● **Given problem 1**
According to the market outlook below, when are the best returns made?
● **Given problem 2**
Write the next part of the market outlook below, starting after its last sentence.

* Start Passage *

We believe the backdrop remains much as it was at the start of the year; in a world facing the challenges of debt reduction and demographic trends, real growth will prove difficult to generate. This will not prevent the authorities from trying to boost activity in new and ever more innovative ways. The interplay between the difficult structural backdrop and the efforts of the authorities is likely to maintain a high level of economic and financial volatility.

All the historic evidence suggests that the best returns are made when investors are able to buy high-quality assets in well-managed businesses at attractive valuations. When policy is deliberately designed to prevent asset valuations from declining, it may be more challenging to identify such attractive valuations.

Volatile Times

With ‘event risk’ high, greater volatility is likely to be a feature of financial markets for some time to come. Investors face a number of uncertainties, including the Chinese leadership transition and the associated attempt to shift China’s economy from being investment and export-led to one being driven by consumer spending. In the US, the presidential election coincides with political wrangling over the country’s debt ceiling, and elections in the Spanish regions (in October and November), Italy (April 2013) and Germany (September 2013) – not to mention a likely election in Japan in November – create further reason to believe that pricing gaps and wild financial-market swings are likely to remain the norm.

...We still believe it is correct to invest in businesses that have the characteristics of high-quality cash flows and strong dividends...

In the longer term, continued economic and financial volatility is likely to increase the appeal of stable businesses and returns. However, as we have seen with the launch of QE1 and QE2, significant injections of liquidity by central banks can cause the valuations of more operationally and financially leveraged businesses, which incorporate the risk of imminent failure, to rise sharply as they receive a stay of execution.

Given that liquidity injections are likely to prove little more than short-term palliatives, and could ultimately end up allowing greater economic damage, we still believe it is correct to invest in businesses that have the characteristics of high-quality cash flows and strong dividends and coupon streams that we have long favoured. Equally, those areas of the market that offer structural growth opportunities, and which should be less affected by the ups and downs of the economic cycle should equally offer sustainable returns.

* End Passage *
* Start Raw records *

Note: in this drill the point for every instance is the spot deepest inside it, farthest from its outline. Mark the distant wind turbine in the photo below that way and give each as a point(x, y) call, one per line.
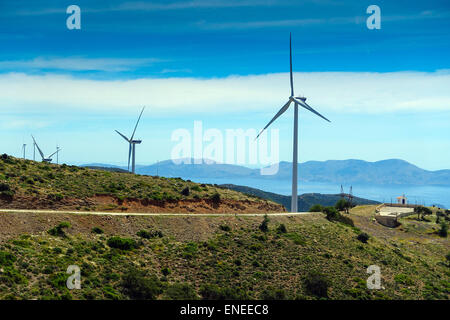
point(44, 159)
point(132, 146)
point(298, 101)
point(23, 149)
point(58, 149)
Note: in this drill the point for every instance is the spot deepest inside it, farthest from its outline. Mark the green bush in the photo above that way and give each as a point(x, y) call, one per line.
point(422, 211)
point(443, 231)
point(150, 234)
point(58, 230)
point(281, 228)
point(97, 230)
point(264, 226)
point(6, 258)
point(138, 286)
point(213, 292)
point(342, 205)
point(403, 279)
point(166, 271)
point(186, 192)
point(225, 228)
point(215, 198)
point(316, 208)
point(180, 291)
point(273, 294)
point(189, 250)
point(121, 243)
point(317, 284)
point(363, 237)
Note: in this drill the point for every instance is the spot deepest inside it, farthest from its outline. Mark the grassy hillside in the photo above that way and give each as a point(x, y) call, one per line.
point(137, 257)
point(30, 184)
point(305, 201)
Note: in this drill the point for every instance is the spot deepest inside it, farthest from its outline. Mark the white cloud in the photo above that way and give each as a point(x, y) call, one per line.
point(349, 92)
point(78, 64)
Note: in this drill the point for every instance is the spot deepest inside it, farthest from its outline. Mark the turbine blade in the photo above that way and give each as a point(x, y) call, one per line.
point(307, 107)
point(290, 64)
point(137, 123)
point(129, 156)
point(123, 136)
point(39, 149)
point(279, 113)
point(53, 154)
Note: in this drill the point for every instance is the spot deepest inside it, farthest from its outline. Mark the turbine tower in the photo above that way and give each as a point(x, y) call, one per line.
point(23, 149)
point(57, 154)
point(298, 101)
point(44, 159)
point(132, 145)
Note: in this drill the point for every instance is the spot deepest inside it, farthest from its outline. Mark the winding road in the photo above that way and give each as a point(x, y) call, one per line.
point(154, 214)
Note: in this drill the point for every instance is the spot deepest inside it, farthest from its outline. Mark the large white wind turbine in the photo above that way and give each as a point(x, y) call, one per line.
point(132, 143)
point(44, 159)
point(298, 101)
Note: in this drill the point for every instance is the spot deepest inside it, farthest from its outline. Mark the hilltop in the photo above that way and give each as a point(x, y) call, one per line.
point(305, 201)
point(27, 184)
point(232, 257)
point(351, 171)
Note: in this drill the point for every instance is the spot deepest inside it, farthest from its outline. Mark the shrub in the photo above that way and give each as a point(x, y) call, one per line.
point(316, 208)
point(443, 231)
point(181, 291)
point(6, 258)
point(150, 234)
point(403, 279)
point(281, 228)
point(317, 284)
point(342, 205)
point(213, 292)
point(264, 226)
point(138, 286)
point(331, 213)
point(225, 228)
point(422, 211)
point(215, 198)
point(190, 250)
point(97, 230)
point(4, 187)
point(185, 191)
point(363, 237)
point(273, 294)
point(334, 215)
point(58, 230)
point(121, 243)
point(166, 271)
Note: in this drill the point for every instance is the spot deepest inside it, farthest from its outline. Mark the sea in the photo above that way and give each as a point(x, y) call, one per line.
point(425, 195)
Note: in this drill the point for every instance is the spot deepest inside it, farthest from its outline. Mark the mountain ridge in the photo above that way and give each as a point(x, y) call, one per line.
point(387, 172)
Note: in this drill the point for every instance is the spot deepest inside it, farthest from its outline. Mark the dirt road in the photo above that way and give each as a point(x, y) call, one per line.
point(152, 214)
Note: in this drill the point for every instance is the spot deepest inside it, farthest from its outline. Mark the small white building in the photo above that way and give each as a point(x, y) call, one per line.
point(402, 200)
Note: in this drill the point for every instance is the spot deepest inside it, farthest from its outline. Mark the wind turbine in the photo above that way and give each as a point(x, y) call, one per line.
point(44, 159)
point(23, 148)
point(132, 143)
point(298, 101)
point(57, 154)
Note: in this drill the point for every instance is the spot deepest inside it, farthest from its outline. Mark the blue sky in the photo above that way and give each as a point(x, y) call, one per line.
point(225, 63)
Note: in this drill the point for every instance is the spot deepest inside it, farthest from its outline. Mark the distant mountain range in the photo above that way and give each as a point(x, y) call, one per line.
point(305, 201)
point(385, 172)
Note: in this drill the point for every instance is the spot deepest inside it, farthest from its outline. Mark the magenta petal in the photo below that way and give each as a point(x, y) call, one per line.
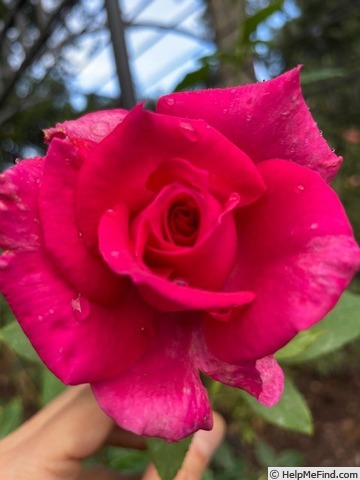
point(119, 168)
point(92, 126)
point(296, 252)
point(266, 120)
point(76, 338)
point(162, 294)
point(263, 379)
point(162, 394)
point(84, 270)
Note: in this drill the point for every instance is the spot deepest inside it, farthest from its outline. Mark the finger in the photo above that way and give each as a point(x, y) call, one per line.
point(102, 473)
point(199, 455)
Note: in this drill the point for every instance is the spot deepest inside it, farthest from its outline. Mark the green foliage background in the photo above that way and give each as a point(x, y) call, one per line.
point(324, 36)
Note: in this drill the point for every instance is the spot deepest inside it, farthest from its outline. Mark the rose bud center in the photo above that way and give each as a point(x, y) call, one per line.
point(183, 221)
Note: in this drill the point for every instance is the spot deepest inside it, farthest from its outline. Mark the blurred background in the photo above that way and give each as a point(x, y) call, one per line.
point(60, 59)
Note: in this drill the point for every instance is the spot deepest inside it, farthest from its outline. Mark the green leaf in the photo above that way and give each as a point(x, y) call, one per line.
point(51, 386)
point(298, 345)
point(339, 327)
point(253, 21)
point(168, 457)
point(10, 417)
point(16, 339)
point(291, 412)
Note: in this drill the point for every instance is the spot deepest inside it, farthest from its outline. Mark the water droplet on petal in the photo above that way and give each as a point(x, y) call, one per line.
point(223, 315)
point(21, 206)
point(299, 188)
point(112, 213)
point(232, 201)
point(170, 101)
point(81, 307)
point(4, 263)
point(3, 207)
point(100, 128)
point(189, 131)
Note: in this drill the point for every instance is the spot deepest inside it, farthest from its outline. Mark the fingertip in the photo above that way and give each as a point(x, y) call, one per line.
point(202, 448)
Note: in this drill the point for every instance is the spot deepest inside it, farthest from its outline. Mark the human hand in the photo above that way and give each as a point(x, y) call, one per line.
point(53, 444)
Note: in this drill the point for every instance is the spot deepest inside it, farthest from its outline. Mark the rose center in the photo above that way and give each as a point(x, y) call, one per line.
point(183, 220)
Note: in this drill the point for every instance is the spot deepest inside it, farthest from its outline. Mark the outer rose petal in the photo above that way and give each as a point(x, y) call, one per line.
point(162, 394)
point(83, 269)
point(262, 378)
point(297, 253)
point(266, 120)
point(161, 293)
point(118, 169)
point(77, 339)
point(92, 126)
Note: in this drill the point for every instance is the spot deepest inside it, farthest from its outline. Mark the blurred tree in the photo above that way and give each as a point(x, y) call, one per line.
point(36, 69)
point(325, 37)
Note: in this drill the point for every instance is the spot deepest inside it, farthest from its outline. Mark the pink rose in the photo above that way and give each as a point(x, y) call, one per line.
point(146, 247)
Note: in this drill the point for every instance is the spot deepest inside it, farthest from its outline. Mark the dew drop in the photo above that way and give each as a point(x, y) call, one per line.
point(299, 188)
point(223, 315)
point(189, 131)
point(81, 307)
point(4, 263)
point(100, 128)
point(112, 213)
point(170, 101)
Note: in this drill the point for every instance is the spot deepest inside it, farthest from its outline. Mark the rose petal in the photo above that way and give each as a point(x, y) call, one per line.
point(162, 394)
point(118, 169)
point(76, 338)
point(266, 120)
point(296, 252)
point(92, 126)
point(83, 269)
point(263, 379)
point(162, 294)
point(191, 264)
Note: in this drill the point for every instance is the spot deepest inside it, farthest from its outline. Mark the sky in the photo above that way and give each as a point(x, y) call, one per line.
point(159, 59)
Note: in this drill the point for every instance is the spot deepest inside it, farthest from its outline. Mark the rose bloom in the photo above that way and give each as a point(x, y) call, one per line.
point(145, 248)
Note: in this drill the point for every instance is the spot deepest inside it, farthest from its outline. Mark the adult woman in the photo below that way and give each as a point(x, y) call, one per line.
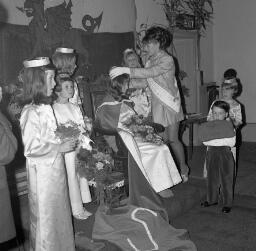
point(160, 74)
point(50, 217)
point(154, 161)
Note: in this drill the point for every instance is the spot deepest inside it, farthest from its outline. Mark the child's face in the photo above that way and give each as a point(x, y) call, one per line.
point(132, 61)
point(151, 48)
point(50, 82)
point(125, 86)
point(219, 113)
point(227, 93)
point(67, 90)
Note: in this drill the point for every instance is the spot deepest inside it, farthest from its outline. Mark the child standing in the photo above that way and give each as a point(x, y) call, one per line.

* End Raw records *

● **Exercise output 1**
When investors can buy high-quality assets in well-managed businesses at attractive valuations.

● **Exercise output 2**
Inflationary Unknowns…

Given developments in monetary policy, it is appropriate to reconsider our exposure to ‘inflation’ hedges. The likely whereabouts of inflation are uncertain, but we can be fairly sure that ‘something’ will be inflated by prevailing policy.

Although we doubt the longer term success of the latest round of central bank intervention in delivering real growth, the apparent determination of the authorities to pursue a more reflationary approach suggests the balance of probabilities between the ‘tail risks’ in Newton’s opposing ‘deleverage’ and ‘fire risks’ themes has shifted. In a world characterised by the debasement of paper currencies, investors will need to focus on protecting the real purchasing power of their funds.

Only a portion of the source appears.